I. Introducción
En su aclamado discurso -que constituye el clímax de La Rebelión de Atlas-, el héroe John Galt afirma: “Ningún concepto creado por el hombre es válido, a menos que se integre sin contradicción a la suma total de su conocimiento”.[1] Para el Objetivismo de Ayn Rand, las contradicciones no pueden existir, y el hecho de detectarlas en algún razonamiento es prueba de errores cometidos durante su elaboración.
Si bien resulta loable la aspiración a tener un pensamiento lógico implacable, el conocimiento humano no se adquiere en piloto automático: no viene por revelación de origen sobrenatural, tampoco por absorción instantánea e irreflexiva de lo que acontece alrededor. Requiere activar la consciencia y efectuar un procedimiento volitivo enfocado en los hechos de la realidad a efectos de conceptualizarlos de óptima manera. Y como la omnisciencia no es propia del ser humano, errores involuntarios son pasibles de aparecer; entre ellos, nociones equivocadas que contradicen o colisionan con otras nociones presentes en la mente pensante.
John Galt es retratado como el hombre ideal; aquel que ha alcanzado la perfección moral y se encuentra en completo dominio de su persona, con claridad de valores racionales y un obrar plenamente virtuoso. Sin embargo, Galt no nació con el conocimiento dado, con ideas innatas ya incorporadas en su mente, ni es una deidad omnipotente. Lo que sabe, lo adquirió desarrollando procesos de pensamiento en base a su experiencia sensorial que le permite la elaboración de conceptos.
Pero no todos los personajes empiezan la novela en semejante situación. Además de dicha postulación ideal, observamos el arco de desarrollo de individuos que crecen, se equivocan, adquieren conocimiento, incorporan valores, y descubren contradicciones en lo que sostienen.
El presente ensayo se centrará en las contradicciones albergadas por Hank Rearden y Dagny Taggart. El método a utilizar será el siguiente: identificación del origen de la contradicción; las premisas que necesitan chequear y corregir con el objeto de enderezar su accionar; y ejemplos en la novela que sirvan a modo ilustrativo y eviten la exposición de abstracciones flotantes sin asidero en cuestiones concretas.
II. A) Hank
Hombre exitoso, inventor original, empresario adinerado; las señales convencionales indican que Hank Rearden debería tener la vida resuelta. Sin embargo, es el más conflictuado de los protagonistas. Sufre embates de quienes pretenden dominar su trabajo, y no goza del ámbito familiar que le endilga culpabilidad. ¿Qué hay detrás de semejantes obstáculos a un sentimiento de plenitud?
En la raíz de su pensamiento, se atrinchera la dicotomía mente-cuerpo. Según Leonard Peikoff, esta es la creencia de que todo “es divisible en mente (o alma) versus el cuerpo; lo espiritual contra lo material o lo físico, con la idea de que hay que elegir uno o el otro”.[2] Tal disección genera un inevitable conflicto en la persona, puesto que la quiebra en dos y enfrenta ambas partes: o persigue lo indicado por la razón, o lo dictado por sus impulsos físicos; o sostiene valores intelectuales, o satisface lo que necesita el cuerpo; o hace caso a lo interno, o se deja llevar por lo externo.

### Objetivo
Extrae literalmente del ensayo sobre La Rebelión de Atlas el pasaje que comienza en las palabras "Pero no todos" y termina después de "en cuestiones concretas.".

(Registros de señalamiento)

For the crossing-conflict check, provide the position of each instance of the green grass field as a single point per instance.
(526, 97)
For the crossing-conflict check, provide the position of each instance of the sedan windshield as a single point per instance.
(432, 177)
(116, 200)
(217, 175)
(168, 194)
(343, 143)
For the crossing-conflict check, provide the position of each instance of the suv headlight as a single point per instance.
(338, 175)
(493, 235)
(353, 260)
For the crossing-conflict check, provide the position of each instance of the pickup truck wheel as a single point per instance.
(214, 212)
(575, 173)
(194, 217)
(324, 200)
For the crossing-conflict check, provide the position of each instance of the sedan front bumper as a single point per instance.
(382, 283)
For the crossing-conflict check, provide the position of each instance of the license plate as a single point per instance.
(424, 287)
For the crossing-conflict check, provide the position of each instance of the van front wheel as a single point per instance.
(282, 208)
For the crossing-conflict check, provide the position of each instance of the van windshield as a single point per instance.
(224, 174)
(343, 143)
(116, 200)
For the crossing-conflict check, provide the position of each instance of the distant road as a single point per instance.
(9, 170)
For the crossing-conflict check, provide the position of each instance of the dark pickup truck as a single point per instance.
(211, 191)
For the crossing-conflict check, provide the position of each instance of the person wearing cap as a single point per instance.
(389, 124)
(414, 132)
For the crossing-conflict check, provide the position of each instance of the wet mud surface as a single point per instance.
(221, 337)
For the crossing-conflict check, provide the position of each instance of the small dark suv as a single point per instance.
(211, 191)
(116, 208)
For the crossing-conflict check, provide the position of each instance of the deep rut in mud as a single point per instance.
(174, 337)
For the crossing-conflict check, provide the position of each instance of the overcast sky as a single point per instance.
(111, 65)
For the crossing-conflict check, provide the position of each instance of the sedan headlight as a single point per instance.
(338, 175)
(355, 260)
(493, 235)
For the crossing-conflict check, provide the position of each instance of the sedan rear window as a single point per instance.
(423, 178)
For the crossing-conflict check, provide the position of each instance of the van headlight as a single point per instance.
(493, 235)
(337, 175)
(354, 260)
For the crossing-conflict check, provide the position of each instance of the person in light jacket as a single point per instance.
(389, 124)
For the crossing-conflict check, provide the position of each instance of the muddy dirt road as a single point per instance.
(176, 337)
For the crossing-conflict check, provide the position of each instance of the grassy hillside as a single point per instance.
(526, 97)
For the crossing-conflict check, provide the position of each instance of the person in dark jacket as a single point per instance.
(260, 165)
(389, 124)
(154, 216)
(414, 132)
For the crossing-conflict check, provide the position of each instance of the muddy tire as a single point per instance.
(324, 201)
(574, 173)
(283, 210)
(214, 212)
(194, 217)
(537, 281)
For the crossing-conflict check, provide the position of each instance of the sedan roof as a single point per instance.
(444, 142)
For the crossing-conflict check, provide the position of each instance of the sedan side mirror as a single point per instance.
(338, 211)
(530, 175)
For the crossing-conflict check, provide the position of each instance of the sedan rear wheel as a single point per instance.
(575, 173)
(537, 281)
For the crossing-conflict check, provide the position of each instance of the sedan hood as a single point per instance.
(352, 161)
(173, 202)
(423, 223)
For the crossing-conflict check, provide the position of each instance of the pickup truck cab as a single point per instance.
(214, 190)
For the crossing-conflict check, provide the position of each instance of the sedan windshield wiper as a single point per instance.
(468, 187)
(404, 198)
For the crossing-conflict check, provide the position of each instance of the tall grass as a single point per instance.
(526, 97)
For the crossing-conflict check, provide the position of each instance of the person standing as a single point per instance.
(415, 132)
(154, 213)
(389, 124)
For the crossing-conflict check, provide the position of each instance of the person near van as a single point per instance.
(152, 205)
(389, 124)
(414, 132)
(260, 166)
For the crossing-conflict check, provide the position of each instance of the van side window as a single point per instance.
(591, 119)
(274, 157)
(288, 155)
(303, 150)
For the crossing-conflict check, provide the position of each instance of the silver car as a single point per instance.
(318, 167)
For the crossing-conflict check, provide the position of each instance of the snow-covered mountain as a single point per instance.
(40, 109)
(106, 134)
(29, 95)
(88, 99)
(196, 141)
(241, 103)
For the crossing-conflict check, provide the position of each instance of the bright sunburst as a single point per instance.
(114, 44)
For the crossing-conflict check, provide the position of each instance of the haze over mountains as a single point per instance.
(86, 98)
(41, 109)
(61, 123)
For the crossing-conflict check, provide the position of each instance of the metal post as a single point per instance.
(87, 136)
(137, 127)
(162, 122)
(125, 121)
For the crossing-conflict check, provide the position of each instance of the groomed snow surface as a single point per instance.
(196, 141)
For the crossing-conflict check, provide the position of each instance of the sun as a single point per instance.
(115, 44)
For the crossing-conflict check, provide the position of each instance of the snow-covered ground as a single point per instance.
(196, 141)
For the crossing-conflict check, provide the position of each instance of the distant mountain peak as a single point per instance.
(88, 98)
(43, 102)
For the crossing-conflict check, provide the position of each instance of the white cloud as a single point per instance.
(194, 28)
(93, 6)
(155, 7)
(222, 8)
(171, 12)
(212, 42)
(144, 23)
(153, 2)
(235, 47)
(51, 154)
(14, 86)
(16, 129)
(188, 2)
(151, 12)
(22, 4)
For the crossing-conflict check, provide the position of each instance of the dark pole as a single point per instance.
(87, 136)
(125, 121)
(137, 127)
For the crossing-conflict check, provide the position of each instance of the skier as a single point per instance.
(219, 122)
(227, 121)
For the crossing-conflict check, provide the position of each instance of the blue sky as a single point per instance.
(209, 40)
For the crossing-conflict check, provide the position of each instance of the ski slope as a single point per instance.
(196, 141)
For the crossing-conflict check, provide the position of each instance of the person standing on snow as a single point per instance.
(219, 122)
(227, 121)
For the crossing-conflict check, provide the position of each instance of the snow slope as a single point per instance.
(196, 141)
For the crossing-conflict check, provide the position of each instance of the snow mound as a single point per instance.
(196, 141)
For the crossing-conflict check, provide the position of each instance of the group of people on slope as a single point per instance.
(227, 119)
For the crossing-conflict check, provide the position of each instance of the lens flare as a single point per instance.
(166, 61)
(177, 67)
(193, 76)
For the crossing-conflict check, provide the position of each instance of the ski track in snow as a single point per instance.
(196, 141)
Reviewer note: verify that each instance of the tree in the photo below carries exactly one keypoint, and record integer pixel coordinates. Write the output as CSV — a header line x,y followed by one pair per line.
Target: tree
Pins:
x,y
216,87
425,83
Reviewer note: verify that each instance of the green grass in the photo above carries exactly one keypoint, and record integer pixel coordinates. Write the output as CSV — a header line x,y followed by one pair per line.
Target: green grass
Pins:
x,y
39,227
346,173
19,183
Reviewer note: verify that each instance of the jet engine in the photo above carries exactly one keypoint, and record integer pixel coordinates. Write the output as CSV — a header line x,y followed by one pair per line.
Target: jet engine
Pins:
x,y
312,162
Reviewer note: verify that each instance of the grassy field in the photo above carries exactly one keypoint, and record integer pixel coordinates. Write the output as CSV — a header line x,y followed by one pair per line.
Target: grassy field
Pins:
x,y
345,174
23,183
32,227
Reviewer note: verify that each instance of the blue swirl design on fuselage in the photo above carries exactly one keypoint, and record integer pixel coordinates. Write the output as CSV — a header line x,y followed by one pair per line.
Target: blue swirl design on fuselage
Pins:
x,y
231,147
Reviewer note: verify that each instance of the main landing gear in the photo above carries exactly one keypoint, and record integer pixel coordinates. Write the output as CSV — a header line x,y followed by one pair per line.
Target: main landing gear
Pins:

### Resultado
Pero no todos los personajes empiezan la novela en semejante situación. Además de dicha postulación ideal, observamos el arco de desarrollo de individuos que crecen, se equivocan, adquieren conocimiento, incorporan valores, y descubren contradicciones en lo que sostienen.
El presente ensayo se centrará en las contradicciones albergadas por Hank Rearden y Dagny Taggart. El método a utilizar será el siguiente: identificación del origen de la contradicción; las premisas que necesitan chequear y corregir con el objeto de enderezar su accionar; y ejemplos en la novela que sirvan a modo ilustrativo y eviten la exposición de abstracciones flotantes sin asidero en cuestiones concretas.